*Complete the following*
1) In the thread about self-hosting AI models below, which tool is named as an example that provides Copilot-like functionality in neovim locally?
2) Repeat the passage of the thread about self-hosting AI models, starting at "Right, just ran" and ending at "via CLI, GUI.".

*Document excerpt*
* * * * * * *

Seriously though, these models are fairly dumb and even somewhat dangerous, as they always sound extremely eloquent and confident, even when wrong. But they can take away a lot of boring work! 
 I agree with the first half, yes!

hard to find examples for the second though but they probably exist  
 Go self hosted 
 Def leaning that way, though it's obviously more work. 
 Yeah and you need a decent graphics card, but there's no censorship, and all you pay for is electricity.   I just download other folk's ComfyUI workflows.  
 Right, just ran a model on my gaming PC (Windows but has nvidia gpu) vs on a laptop without, and, lol. 
 https://unleashed.chat 
 Oh nice. Will def take a look. 
 LLaMa https://www.llama.com 
 Right. Don't think i want to deploy it myself though? 
 Check out duck duck go AI 
 Hands down. 

https://ollama.com 
 Interesting. How does one use it? 
 It's very straightforward. Think of it as creating a common 'bus' to connect LLMs to daemon/service running on your system. `pull` models, `run` models, interact with them via CLI, GUI. 
 You can use it as chat with “ollama run [modelname]” but it also has a systemd service and runs as a REST api and you can build anything with it you’d build with the cloud api’s,

 CodeCompanion.nvim is a good example that provides functionality similar to Copilot in neovim locally.

* * * * * * *

*Material shown*
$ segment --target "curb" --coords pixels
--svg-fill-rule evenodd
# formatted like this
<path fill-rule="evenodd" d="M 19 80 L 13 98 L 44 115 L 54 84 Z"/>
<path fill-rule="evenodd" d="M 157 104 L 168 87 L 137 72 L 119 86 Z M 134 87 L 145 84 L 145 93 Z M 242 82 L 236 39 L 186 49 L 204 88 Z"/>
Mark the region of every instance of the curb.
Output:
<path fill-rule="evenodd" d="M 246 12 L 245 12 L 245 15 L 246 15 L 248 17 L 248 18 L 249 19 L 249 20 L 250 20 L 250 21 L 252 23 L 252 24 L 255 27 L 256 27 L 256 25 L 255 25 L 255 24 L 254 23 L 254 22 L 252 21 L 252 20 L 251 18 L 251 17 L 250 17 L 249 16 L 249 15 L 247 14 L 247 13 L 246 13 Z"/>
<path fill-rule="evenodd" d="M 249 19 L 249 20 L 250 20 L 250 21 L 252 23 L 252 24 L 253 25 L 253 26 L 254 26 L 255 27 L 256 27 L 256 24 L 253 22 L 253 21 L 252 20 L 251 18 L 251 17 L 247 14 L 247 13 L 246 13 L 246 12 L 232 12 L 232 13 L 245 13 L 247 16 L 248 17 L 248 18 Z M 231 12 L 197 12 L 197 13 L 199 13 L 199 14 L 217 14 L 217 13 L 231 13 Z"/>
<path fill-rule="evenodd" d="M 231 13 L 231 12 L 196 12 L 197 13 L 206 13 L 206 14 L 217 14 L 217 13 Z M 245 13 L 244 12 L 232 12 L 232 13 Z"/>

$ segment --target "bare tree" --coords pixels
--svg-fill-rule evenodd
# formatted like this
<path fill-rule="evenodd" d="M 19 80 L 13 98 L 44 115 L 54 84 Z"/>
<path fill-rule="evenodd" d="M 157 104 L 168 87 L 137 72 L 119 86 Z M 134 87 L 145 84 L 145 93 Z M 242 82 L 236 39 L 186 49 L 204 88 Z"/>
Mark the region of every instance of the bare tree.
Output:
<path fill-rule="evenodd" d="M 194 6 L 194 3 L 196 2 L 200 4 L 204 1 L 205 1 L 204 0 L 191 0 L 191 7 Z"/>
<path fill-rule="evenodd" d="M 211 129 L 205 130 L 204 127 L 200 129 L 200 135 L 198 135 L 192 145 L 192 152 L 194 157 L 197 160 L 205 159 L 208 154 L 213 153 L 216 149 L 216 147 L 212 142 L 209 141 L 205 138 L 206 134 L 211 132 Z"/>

* * * * * * *

*Results for the exercise*
1) CodeCompanion.nvim

2)
Right, just ran a model on my gaming PC (Windows but has nvidia gpu) vs on a laptop without, and, lol. 
 https://unleashed.chat 
 Oh nice. Will def take a look. 
 LLaMa https://www.llama.com 
 Right. Don't think i want to deploy it myself though? 
 Check out duck duck go AI 
 Hands down. 

https://ollama.com 
 Interesting. How does one use it? 
 It's very straightforward. Think of it as creating a common 'bus' to connect LLMs to daemon/service running on your system. `pull` models, `run` models, interact with them via CLI, GUI.